SELECTED EXTRACT:
# BM Natura



## South-FL-Painter (Jan 17, 2012)

Did this room today for Dolphin's football player "girlfriend" baby's nursery.She was very worried about the paint to be harmful for her baby, that is coming very soon.She was amazed,that it was completely 0 smell.coverage was also a breeze.

She is having an artist coming to paint 2 giant giraffes,where baby crib is going to be places.

First I was very skeptical about the paint colors choices,but it actually came out great.


----------



## RH (Sep 7, 2010)

Nice job! :thumbsup:


----------



## Monstertruck (Oct 26, 2013)

How on earth did the crew get any work done with that great view?

Interesting colors! Would be cool to see what it looks like when the giraffes are done.


----------



## scottjr (Jan 14, 2012)

Looks good. Is that dolphin blue?


----------



## TJ Paint (Jun 18, 2009)

Natura is great paint.

Looks great.


----------



## ReNt A PaInTeR (Dec 28, 2008)

TJ Paint said:


> Natura is great paint.


----------



## vermontpainter (Dec 24, 2007)

I don't think we cracked a can of Natura in '13. Used to spread it alot.


----------



## TJ Paint (Jun 18, 2009)

ReNt A PaInTeR said:


>


Lol.


----------



## kdpaint (Aug 14, 2010)

I like Natura a lot. I like the way it applies and looks. No smell whatsoever....none at all. It's a great selling point.


----------



## Damon T (Nov 22, 2008)

Unusual choice of colors for a nursery. Cool gig. Now that Ultra Spec is so good and so affordable we haven't used the Natura in quite a while. I agree it is a great paint though. Covers similar to Aura. But then I think most of the gennex paints do.

DATA LINES:
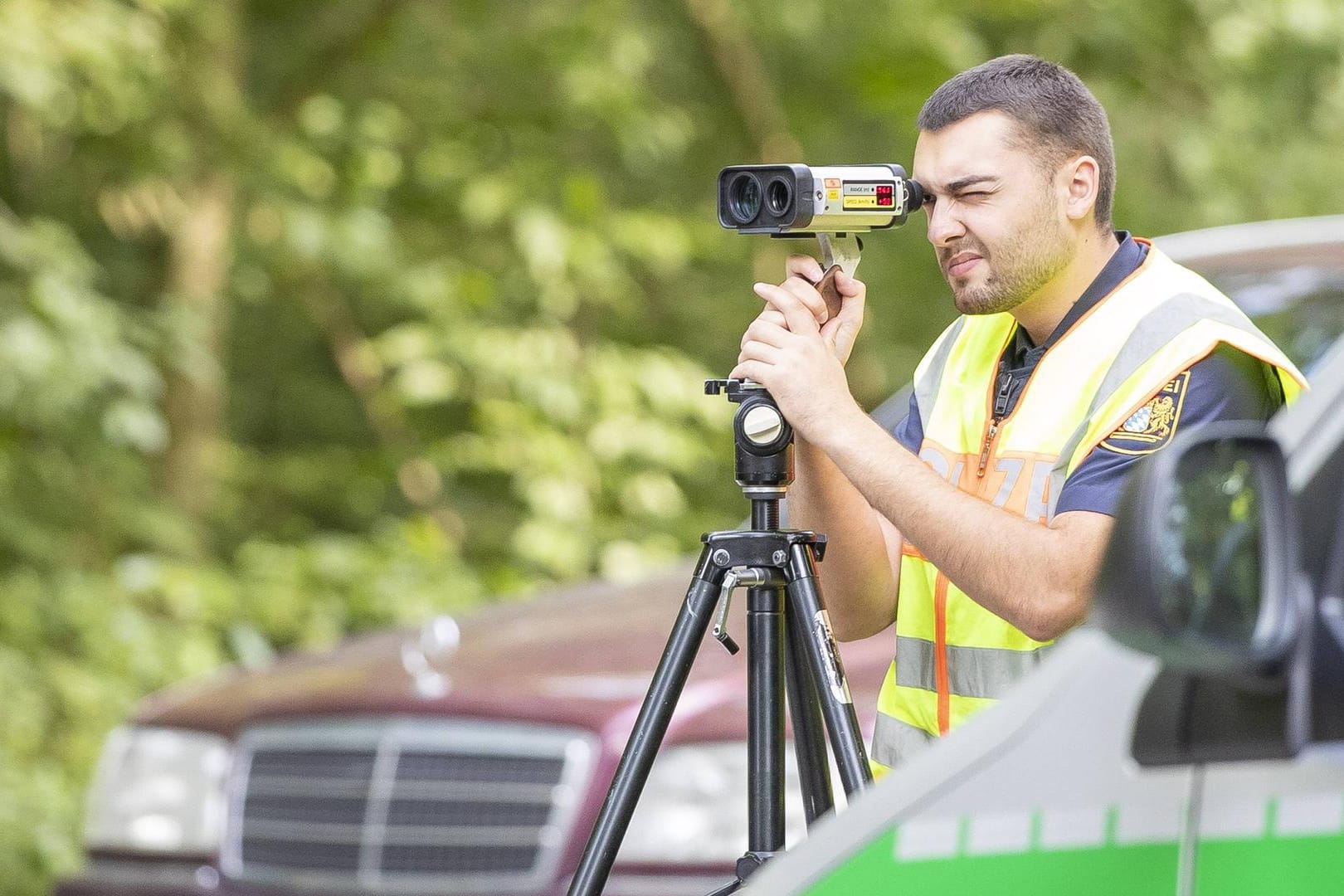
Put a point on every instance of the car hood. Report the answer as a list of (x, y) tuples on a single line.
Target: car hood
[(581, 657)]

==

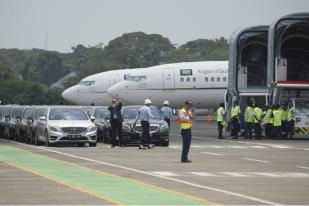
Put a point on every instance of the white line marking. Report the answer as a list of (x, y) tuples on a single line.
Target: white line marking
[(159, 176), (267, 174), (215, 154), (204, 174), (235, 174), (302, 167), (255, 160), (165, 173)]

CHALLENGES:
1. Answer from the thread on BM Natura paint:
(a) What was the client worried about before the nursery was painted?
(b) What is the artist coming to paint, and where?
(c) Which paint does Damon T name as the reason his crew hasn't used Natura in quite a while?
2. Resume the thread on BM Natura paint with one more reply, picking up after Damon T's remark about the gennex paints.
The items are separate material and have no connection to the thread on BM Natura paint.

ANSWERS PER TASK:
1.
(a) She was worried that the paint would be harmful to her baby.
(b) Two giant giraffes, where the baby crib is going to be placed.
(c) Ultra Spec.

2.
----------



## South-FL-Painter (Jan 17, 2012)

Monstertruck said:


> How on earth did the crew get any work done with that great view? Interesting colors! Would be cool to see what it looks like when the giraffes are done.


I asked her to send me some pics when done.I will update the thread if she does.


----------



## South-FL-Painter (Jan 17, 2012)

scottjr said:


> Looks good. Is that dolphin blue?


No its fairy tale blue


----------



## TJ Paint (Jun 18, 2009)

South-FL-Painter said:


> No its fairy tale blue


Its like living in a fairy tale when using natura...


----------



## TJ Paint (Jun 18, 2009)

Just 597 more of these jems and sean will be happy


----------



## RH (Sep 7, 2010)

TJ Paint said:


> Just 597 more of these jems and sean will be happy


That's what it's all about.


----------



## South-FL-Painter (Jan 17, 2012)

Is it true that bm is the only company that has a true 0voc colorants? I heard that some time ago,that other companies like sw has 0 voc paint but once you mix the color its no more 0voc because colorants they use is not 0voc


----------



## TJ Paint (Jun 18, 2009)

South-FL-Painter said:


> Is it true that bm is the only company that has a true 0voc colorants? I heard that some time ago,that other companies like sw has 0 voc paint but once you mix the color its no more 0voc because colorants they use is not 0voc


Sw has zero voc tints now.


----------



## South-FL-Painter (Jan 17, 2012)

TJ Paint said:


> Sw has zero voc tints now.


I asked my sw guy at the local store and he said "I'm not gonna lie to you" our colorants has voc's,he further said that there is sw stores that does 0 voc tints but it is still in testing.we are in south florida so you can expect anything here


----------



## Toolnut (Nov 23, 2012)

Isn't Natura being phased out or is that wrong info?


----------



## TJ Paint (Jun 18, 2009)

South-FL-Painter said:


> I asked my sw guy at the local store and he said "I'm not gonna lie to you" our colorants has voc's,he further said that there is sw stores that does 0 voc tints but it is still in testing.we are in south florida so you can expect anything here


Yeah. Maybe my manager is lying. Although I know they are using acrylics by the way the paint feels.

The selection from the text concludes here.